- [Requirement]
Repeat what the lines below say, word for word, and skip every image.

- [Record list]

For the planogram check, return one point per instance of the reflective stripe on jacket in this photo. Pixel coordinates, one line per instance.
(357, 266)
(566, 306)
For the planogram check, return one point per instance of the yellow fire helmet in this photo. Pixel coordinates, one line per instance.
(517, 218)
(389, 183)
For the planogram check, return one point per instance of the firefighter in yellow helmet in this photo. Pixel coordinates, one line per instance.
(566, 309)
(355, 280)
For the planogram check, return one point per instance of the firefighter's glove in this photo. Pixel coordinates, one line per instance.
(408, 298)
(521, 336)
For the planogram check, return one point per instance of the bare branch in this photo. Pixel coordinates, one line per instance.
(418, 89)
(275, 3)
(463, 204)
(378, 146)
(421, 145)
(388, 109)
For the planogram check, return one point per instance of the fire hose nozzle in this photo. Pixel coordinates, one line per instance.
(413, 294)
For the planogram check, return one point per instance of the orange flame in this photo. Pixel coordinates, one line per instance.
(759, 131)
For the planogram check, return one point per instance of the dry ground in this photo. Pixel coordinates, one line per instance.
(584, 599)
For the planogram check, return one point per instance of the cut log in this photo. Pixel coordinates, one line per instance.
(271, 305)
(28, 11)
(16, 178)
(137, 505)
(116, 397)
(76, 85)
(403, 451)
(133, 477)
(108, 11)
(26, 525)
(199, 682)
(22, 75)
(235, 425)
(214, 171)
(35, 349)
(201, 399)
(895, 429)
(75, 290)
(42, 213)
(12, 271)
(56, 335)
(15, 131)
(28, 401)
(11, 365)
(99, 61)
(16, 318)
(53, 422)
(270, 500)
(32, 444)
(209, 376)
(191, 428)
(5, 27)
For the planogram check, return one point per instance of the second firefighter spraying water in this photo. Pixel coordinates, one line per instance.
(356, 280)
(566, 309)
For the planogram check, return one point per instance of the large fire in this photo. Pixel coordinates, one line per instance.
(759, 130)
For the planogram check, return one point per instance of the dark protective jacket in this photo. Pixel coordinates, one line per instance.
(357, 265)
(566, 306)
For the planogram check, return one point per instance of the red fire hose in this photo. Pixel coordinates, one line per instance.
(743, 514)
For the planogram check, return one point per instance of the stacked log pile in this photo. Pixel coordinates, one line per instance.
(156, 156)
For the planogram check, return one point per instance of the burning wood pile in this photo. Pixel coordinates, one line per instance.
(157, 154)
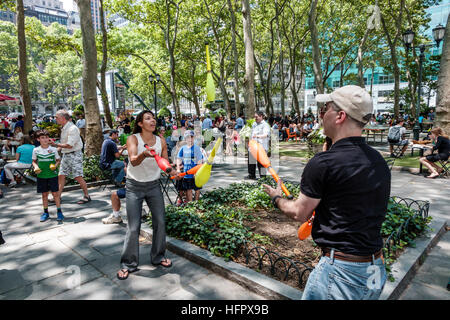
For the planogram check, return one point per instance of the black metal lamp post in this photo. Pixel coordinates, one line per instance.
(408, 38)
(154, 79)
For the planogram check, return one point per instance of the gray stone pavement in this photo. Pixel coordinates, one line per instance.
(43, 260)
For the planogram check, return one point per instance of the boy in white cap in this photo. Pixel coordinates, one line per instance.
(348, 187)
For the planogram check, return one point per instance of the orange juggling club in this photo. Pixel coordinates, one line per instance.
(190, 171)
(258, 152)
(163, 164)
(305, 229)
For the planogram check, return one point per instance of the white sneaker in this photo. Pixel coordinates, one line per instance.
(112, 219)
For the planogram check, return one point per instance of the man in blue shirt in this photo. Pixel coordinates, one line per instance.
(207, 123)
(110, 154)
(189, 156)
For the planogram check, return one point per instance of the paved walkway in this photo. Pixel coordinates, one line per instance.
(43, 260)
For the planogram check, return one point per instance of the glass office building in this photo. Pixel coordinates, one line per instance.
(381, 83)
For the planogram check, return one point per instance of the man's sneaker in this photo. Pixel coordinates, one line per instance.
(44, 217)
(60, 217)
(112, 219)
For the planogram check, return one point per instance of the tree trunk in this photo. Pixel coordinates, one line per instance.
(281, 59)
(317, 59)
(237, 103)
(360, 57)
(22, 64)
(94, 136)
(443, 86)
(170, 45)
(249, 78)
(103, 67)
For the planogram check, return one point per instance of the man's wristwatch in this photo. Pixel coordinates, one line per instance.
(274, 201)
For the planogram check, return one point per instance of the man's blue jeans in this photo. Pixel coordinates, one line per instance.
(118, 172)
(343, 280)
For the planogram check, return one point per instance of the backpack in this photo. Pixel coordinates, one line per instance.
(394, 134)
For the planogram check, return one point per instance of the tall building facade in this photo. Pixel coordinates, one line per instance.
(378, 82)
(47, 11)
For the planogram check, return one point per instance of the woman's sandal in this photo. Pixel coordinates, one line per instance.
(167, 264)
(125, 273)
(84, 200)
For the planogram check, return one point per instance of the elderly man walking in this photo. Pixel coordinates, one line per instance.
(72, 156)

- [Right answer]
For the planogram check, return one point per instance of the reflective stripe on jacket in this photo. Pixel coordinates, one line per instance.
(357, 266)
(566, 306)
For the planogram check, return one point per instance of the yellow fire helmet in this photo. Pixel coordinates, one line per instance.
(517, 218)
(389, 183)
For the planogram check, return one point per instance of the firefighter in yellow helmet in this photo. Pixel coordinates, one line per instance.
(566, 309)
(355, 280)
For the planogram check, return one point per instance of the firefighter's glove in this photo. Pixel coordinates, one line per instance.
(408, 298)
(521, 336)
For the planogram check, return one point per instance of the bare branch in this photo. Pixel coordinates, one line per instance.
(418, 89)
(275, 3)
(463, 204)
(378, 146)
(421, 145)
(388, 109)
For the planogram check, return one point per instance of the fire hose nozzle in this photo. Pixel coordinates, one line per instance.
(413, 294)
For the planogram check, return one point per instance of the orange flame in this photo. Pixel coordinates, one line per instance.
(759, 131)
For the planogram check, return one point per instance of the dry ground in this photo. Pixel coordinates, one line per instance.
(584, 599)
For the planogram check, return one point per instance of the cut log in this photo. Pixel coordinates, one line per instance.
(271, 305)
(28, 11)
(16, 178)
(137, 505)
(116, 397)
(76, 85)
(403, 451)
(133, 477)
(108, 11)
(26, 525)
(199, 682)
(22, 75)
(235, 425)
(214, 171)
(35, 349)
(201, 399)
(895, 429)
(75, 290)
(42, 213)
(12, 271)
(56, 335)
(15, 131)
(28, 401)
(11, 365)
(99, 61)
(16, 318)
(53, 422)
(270, 500)
(32, 444)
(209, 376)
(191, 428)
(5, 27)
For the planogram check, return one point per instance of the second firefighter spraying water in this photo. Pixel coordinates, one line per instance.
(356, 280)
(566, 309)
For the planogram check, return one point per instance of the large fire in this photo. Pixel coordinates, one line per instance.
(759, 130)
For the planogram check, return one point per instance of the dark protective jacket in this photo. Pixel coordinates, one line per instance.
(357, 265)
(566, 306)
For the planogram check, return one point per instance of the red fire hose in this photo. Pixel coordinates, one line per instance.
(743, 514)
For the planogram check, return one point per instance of the stacked log pile in this photo. Pixel coordinates, one line per instance.
(156, 156)
For the planogram check, return one point per instance of the burning wood pile in this photo. Pixel coordinates, one line per instance.
(157, 154)
For the planogram check, return one point per instance of the black metal lamp post in this photo. Pixel coordinates, one line per instance.
(408, 38)
(154, 79)
For the planogram check, return one point per instance of the gray stone pavement in this photo. Pixel coordinates, one line per instance.
(43, 260)
For the planogram check, return one point per instance of the boy in white cap in this photo. Pixel coordinates, one line per instance.
(348, 187)
For the planogram check, return one point per instance of the orange juggling club in this photo. Pixel coordinates, one line per instance.
(190, 171)
(258, 152)
(163, 164)
(305, 229)
For the planogram check, return one point per instance of the white sneaker in this photo. Pixel coordinates, one line per instance.
(112, 219)
For the planogram check, return one point per instance of the man in blue shirt in this photo. Pixel coordinates, one line per instance.
(207, 123)
(110, 154)
(189, 156)
For the planogram check, return one point per instance of the paved walkway in this photo. Pixel coordinates, one line per instance.
(43, 260)
For the planogram check, return one point per instance of the glass office building in this photo. Pixel coordinates, one line per instance.
(381, 83)
For the planogram check, return one point per instance of the man's sneaker in this photo. Pixel coordinates, one line per instance.
(44, 217)
(60, 217)
(112, 219)
For the planogram check, return one point per instance of the tree trunk in this photo. Pixel coordinates, one line per instance.
(281, 59)
(317, 59)
(237, 103)
(360, 57)
(22, 64)
(94, 136)
(443, 86)
(170, 45)
(249, 78)
(103, 67)
For the planogram check, return one point per instance of the man's wristwatch in this photo. Pixel coordinates, one line per instance.
(274, 201)
For the planogram check, return one point per instance of the man's blue jeans in this photo. Pixel coordinates, one line per instance.
(118, 172)
(343, 280)
For the planogram check, return one point per instance of the backpack in this photo. Pixel coordinates, one line per instance.
(394, 134)
For the planogram check, return one point per instance of the tall building facade in this photo. Pixel coordinates, one line per instance.
(378, 82)
(47, 11)
For the planogram check, return one point per instance of the woman's sandal in this photo. Pixel coordinates, one line per instance.
(167, 264)
(125, 273)
(84, 200)
For the planogram check, return one point per instance of the elderly man walking in this photo. Pixel coordinates, one line per instance.
(72, 156)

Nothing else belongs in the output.